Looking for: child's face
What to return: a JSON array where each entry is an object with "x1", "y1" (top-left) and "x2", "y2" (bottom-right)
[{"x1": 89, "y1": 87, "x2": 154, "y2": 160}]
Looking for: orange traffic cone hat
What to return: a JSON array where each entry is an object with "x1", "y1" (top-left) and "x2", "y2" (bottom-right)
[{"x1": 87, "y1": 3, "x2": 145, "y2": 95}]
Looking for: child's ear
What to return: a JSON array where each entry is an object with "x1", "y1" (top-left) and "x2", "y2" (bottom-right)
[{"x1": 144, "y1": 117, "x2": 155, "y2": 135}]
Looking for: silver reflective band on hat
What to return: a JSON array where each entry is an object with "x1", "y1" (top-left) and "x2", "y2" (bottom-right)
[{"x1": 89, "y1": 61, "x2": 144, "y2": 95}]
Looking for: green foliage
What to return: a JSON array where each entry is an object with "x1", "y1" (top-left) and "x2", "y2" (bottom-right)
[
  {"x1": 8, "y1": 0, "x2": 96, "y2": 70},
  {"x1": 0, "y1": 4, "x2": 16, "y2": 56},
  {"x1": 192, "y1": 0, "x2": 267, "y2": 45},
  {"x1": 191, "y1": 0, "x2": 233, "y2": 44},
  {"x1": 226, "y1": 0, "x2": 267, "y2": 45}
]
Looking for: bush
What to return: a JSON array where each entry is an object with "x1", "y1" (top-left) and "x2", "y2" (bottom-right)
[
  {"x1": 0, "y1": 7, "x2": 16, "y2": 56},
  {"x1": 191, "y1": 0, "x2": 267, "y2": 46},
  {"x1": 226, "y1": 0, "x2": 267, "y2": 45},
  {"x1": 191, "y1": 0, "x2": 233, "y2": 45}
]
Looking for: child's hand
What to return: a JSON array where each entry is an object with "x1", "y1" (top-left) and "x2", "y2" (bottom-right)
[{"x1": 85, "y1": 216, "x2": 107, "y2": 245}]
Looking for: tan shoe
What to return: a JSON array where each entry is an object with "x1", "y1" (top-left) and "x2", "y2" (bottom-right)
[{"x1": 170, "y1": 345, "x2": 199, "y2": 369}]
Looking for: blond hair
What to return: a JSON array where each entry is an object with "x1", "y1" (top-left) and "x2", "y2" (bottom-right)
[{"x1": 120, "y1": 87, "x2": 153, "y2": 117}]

+ + +

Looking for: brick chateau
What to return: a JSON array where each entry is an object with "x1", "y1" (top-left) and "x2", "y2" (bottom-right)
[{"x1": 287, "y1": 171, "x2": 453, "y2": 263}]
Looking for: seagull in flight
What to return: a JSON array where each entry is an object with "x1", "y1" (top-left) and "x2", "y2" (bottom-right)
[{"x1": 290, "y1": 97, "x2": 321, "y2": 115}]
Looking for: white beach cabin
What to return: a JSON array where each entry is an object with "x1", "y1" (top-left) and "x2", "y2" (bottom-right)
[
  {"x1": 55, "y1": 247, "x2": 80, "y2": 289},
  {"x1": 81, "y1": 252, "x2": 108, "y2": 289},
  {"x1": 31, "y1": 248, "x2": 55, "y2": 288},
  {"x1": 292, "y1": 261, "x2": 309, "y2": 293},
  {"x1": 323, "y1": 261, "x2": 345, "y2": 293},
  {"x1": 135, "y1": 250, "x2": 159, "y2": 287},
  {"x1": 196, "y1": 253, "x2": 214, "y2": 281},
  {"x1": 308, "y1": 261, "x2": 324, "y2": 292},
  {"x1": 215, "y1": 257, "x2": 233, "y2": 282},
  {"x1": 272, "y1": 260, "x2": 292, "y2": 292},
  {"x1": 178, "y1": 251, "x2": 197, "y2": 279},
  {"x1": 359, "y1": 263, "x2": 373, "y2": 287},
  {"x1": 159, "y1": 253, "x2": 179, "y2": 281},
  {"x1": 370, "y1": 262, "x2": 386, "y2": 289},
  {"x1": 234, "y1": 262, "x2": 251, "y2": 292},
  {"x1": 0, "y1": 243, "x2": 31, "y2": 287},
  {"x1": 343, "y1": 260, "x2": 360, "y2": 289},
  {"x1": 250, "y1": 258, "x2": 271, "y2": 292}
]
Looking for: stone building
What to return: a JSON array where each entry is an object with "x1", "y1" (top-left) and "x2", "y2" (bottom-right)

+ + +

■ Work item: Find the string "child" in the entries above. Copy each line where it occurs.

■ Reply:
Looking for: child's face
Looking for: child's ear
Looking for: child's hand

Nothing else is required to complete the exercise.